**TEXT EXTRACT**
****
In the context of Meiselas’ interview, Connectivity, with Drake Stutesman, Meiselas speaks about providing context to photographs through captions. In Nicaragua: June 1978- July, 1979, Meiselas does provide captioned photos, but these are placed at the end of the book so that the reader judges the image for themselves before becoming influenced by a caption. In the interview, Meiselas says, “But of course I’ve made photographs that just stand along and live along and I’m intrigued by that, too, and by what the viewers are then forced to bring to it from their imagination, rather than responding to the image re-contextualized by either sound or text”. This notion of a non-captioned photo could provide a brand new context to “Marketplace. Diriamba.” if the viewer wasn’t aware that the photo was taken during the Somoza regime, and the civil war.
****
Some records
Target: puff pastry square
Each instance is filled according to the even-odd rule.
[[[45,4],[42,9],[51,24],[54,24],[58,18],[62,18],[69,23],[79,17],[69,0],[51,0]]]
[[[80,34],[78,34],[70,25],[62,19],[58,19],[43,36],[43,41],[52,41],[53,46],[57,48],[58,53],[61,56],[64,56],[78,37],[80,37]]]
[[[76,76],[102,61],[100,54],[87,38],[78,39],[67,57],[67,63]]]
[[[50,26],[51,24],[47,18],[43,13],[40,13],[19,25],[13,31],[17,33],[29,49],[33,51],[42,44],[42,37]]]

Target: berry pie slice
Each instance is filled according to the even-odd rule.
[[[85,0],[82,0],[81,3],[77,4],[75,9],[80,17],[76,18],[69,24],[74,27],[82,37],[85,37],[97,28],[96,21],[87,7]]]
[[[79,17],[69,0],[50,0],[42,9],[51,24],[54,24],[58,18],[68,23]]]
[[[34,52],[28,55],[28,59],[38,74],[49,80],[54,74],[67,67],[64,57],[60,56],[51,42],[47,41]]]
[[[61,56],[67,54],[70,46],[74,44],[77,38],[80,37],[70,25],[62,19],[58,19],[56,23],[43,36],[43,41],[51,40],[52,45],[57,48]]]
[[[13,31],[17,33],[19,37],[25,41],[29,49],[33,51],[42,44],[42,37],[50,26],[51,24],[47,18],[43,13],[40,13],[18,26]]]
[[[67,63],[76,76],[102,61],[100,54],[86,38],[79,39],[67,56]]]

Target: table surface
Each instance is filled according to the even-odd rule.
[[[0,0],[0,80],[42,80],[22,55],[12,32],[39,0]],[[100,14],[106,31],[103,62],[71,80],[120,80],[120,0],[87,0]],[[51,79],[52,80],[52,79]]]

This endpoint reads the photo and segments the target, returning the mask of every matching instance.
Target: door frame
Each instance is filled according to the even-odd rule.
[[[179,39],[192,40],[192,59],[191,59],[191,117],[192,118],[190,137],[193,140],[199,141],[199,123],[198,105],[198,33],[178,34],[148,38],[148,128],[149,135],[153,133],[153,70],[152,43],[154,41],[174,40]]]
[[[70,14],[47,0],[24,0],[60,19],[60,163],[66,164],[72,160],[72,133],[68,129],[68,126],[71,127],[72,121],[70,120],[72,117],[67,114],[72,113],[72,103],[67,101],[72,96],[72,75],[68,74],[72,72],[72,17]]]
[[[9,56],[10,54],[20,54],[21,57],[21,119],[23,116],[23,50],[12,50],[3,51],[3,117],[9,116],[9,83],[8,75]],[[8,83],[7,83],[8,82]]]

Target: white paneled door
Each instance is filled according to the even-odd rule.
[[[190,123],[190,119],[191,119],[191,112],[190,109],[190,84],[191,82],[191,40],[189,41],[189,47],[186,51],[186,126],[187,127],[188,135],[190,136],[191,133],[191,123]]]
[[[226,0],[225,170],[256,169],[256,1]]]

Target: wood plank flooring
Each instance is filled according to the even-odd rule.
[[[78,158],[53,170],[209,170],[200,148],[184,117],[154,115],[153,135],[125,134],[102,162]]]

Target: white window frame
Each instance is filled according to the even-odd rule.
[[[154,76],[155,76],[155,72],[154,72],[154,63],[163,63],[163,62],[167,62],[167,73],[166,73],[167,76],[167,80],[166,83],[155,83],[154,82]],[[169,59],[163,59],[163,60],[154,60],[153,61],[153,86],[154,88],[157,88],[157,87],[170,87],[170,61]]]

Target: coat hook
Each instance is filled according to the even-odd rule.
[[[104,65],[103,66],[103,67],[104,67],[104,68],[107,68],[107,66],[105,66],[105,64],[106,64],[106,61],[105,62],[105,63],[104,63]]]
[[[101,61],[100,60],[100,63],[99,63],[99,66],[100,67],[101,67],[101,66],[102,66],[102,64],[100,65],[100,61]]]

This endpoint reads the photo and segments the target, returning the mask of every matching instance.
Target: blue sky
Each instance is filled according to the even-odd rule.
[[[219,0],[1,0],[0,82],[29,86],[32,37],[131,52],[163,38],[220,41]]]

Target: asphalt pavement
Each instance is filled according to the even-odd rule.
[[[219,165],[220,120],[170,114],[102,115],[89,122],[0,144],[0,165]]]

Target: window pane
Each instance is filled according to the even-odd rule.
****
**REQUIRED TASKS**
- 1) Decide whether each statement agrees with the passage on Meiselas and captions, and answer yes or no for each, quoting the deciding words of the passage. (a) In Nicaragua: June 1978- July, 1979, the captioned photos appear at the end of the book. (b) Meiselas speaks about captions in an interview with Drake Stutesman. (c) "Marketplace. Diriamba." was taken after the Somoza regime had ended.
- 2) Carry the passage on Meiselas and captions forward from its last sentence.

**TASK-BY-TASK ANSWERS**
- 1)
(a) Yes: "these are placed at the end of the book so that the reader judges the image for themselves before becoming influenced by a caption"
(b) Yes: "In the context of Meiselas’ interview, Connectivity, with Drake Stutesman, Meiselas speaks about providing context to photographs through captions."
(c) No: "the photo was taken during the Somoza regime, and the civil war"

- 2)
Although the photo in focus is vaguely captioned as “Marketplace. Diriamba.”, Meiselas’ piece was presented in the context of her Nicaragua book which pertains to the war in Nicaragua. To that, if this photo were to stand alone out of the context of the other photos in Meiselas’ collection, the viewer may have a completely different perception of the scene, since nothing in the composition is telling of violence. The colors in the photo yield to a pleasant environment. These colors are primarily brought out by the clothes that the people in the background are wearing. Similarly, these clothes don’t indicate any sign of warfare or hardship. People are walking, rather than running; children are present. The boy kneeling in the center of the photograph can have a face of determination, rather than a face of fear.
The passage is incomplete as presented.